[Start of section]

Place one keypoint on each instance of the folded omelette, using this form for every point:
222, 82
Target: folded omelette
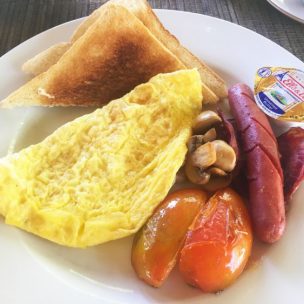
99, 177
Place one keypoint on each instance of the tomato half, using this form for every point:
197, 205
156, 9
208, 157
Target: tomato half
157, 244
218, 244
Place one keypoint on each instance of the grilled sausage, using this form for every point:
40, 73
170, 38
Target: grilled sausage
264, 172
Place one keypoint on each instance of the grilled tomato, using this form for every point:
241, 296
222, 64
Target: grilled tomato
218, 243
157, 244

[End of section]

The expected output is every line of the records in which the string "keypoint" appears.

Place one keypoint on each instance of the folded omelette, using this form for every point:
Place one keypoint on each instance of the tomato half, using this form for every point:
Place one keypoint on each instance of the grilled sausage, using this form for every point:
Place one keypoint on each instance of the grilled tomato, using this form for every point:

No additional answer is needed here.